Directive a: Give only the number of lines in the rows that contain the string "leaf".

Source:
******
Yes, it is a childs tantrum. Remember with MLC they are reliving their childhood. And may I ask you: when your children have tantrums, what do you do? You don't disown them or throw them out of the house, right? or even fight with them. because its useless. What we have been taught is to IGNORE!
What I have learned about the situation: When our spouses are acting this way, it is NOT the time to call it out. they will just become defensive. My H, who is normally such a nice and gentle person, said so many hurtful things. he even once said that our whole marriage was a lie, that he NEVER loved me. How many times did he tell me our M was a mistake? Ho many times did he ignore me, was rude, would bite my head off at the slightest thing I say?
Whenever I did try to correct him, we would end up fighting even more. At that time, he believed that it was my actions that made him miserable. he said I was controlling. He even accused me of being controlling even when we were just friends, not even dating yet! My jaw dropped and I could not help but laugh at him at that point.....
One time I remember asking him that I at least be treated with common courtesy, and he just snorted. After a while, when I could see that he did not want to go, but that he still was monster, I would just keep out of his way whenever he was home, and would only engage him in conversation when absolutely necessary (like who was going to pick up D, when I had to travel, bills, house or car stuff).
******
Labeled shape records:
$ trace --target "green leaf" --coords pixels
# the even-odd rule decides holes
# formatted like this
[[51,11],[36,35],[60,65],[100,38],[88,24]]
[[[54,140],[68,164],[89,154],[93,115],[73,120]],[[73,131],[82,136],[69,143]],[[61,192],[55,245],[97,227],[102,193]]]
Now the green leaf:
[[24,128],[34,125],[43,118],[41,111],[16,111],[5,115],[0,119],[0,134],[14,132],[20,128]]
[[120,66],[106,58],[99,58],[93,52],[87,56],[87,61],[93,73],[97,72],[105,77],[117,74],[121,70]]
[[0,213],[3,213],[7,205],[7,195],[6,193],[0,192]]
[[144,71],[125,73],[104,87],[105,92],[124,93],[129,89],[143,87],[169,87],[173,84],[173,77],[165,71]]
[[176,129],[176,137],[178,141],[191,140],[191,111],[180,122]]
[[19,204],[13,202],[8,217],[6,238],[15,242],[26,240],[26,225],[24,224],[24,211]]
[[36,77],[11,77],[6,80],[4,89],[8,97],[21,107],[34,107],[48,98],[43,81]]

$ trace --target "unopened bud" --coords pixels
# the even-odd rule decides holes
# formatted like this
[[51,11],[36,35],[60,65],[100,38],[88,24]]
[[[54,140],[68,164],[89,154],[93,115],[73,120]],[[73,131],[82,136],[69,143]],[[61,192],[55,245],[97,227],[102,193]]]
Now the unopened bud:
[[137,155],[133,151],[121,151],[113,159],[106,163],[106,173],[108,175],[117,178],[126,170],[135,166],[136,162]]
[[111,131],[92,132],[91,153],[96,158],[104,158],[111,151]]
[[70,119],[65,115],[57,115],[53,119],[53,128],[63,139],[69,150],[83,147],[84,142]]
******
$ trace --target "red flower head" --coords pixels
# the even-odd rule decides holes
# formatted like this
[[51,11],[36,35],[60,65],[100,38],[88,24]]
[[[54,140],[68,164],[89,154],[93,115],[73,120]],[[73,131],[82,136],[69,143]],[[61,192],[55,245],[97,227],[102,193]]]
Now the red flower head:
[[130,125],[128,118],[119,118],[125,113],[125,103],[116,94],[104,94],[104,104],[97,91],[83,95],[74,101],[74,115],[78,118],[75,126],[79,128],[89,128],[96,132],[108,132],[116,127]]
******
Directive b:
Answer these questions from the post:
(i) What does the post say we have been taught to do about a child's tantrum?
(ii) What did the writer's H accuse the writer of being?
(iii) How did he react when asked for common courtesy?

Full answer a: 2

Full answer b:
(i) To ignore it.
(ii) Controlling.
(iii) He snorted.